- _TASK BRIEF_
Answer these questions from the home dialysis extract below:
1. According to the extract, at what points should patients be asked to complete a quality of life tool?
2. Which handbook does not recommend water testing, and under what condition?
3. Depending on local availability, what may referrals for patients with psychological issues include?
** Opening EXTRACT block **
Document visit on paper or computer system.

Appendix 1 – Checklist for Pre-home dialysis visit

8.6.5 Water Samples

Water and/or dialysate testing for bacteria, endotoxin and chemistry should be performed according to each individual center guidelines and policies for HHD generally. Adaptations may need to be made to in-center protocols but not compromise patient safety. However, the NxStage therapy handbook does not recommend the need for water testing when dialysis is being performed on a NxStage machine.

8.7 Quality of Life

8.7.1 Quality of life measurement tools

There are a number of quality of life tools available, it is useful to ask the patients to complete one at the beginning of the training and then annually. This helps to obtain general information about the patients physical and psychological well-being at the onset of transitioning home and the benefits that they may identify as a result of performing a home therapy7. It also allows identification of a patient who is deteriorating.

For example the Kidney Disease Quality of Life (KDQol) SF-36 questionnaires have become widely used10. It is apparent that dialysis patients have higher scores on the emotional components of these assessments than controls, indicating, perhaps not surprisingly, that emotional difficulties are present in dialysis patients13.

8.7.2 Psychological support

If patients are showing signs that they could be depressed or they voice experiencing psychological issues, referrals should be made to the appropriate agencies. Depending on local availability this could include counselling services, social workers and psychologists.
** Closing EXTRACT block **
** Opening GIVEN DATA block **
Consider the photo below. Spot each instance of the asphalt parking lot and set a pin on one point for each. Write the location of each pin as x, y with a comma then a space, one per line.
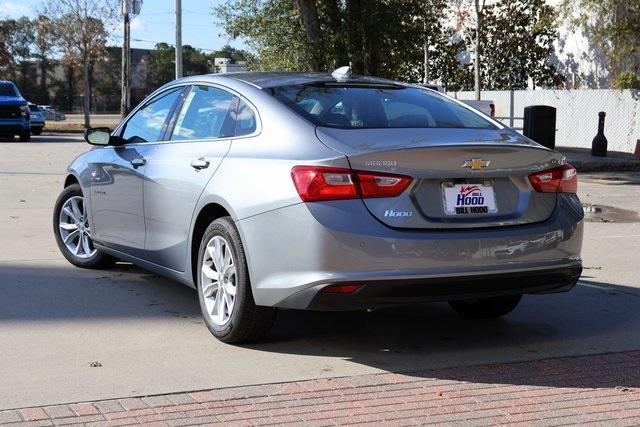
** Closing GIVEN DATA block **
- _THE ANSWER_
1. At the beginning of the training and then annually.
2. The NxStage therapy handbook, when dialysis is performed on a NxStage machine.
3. Counseling services, social workers and psychologists.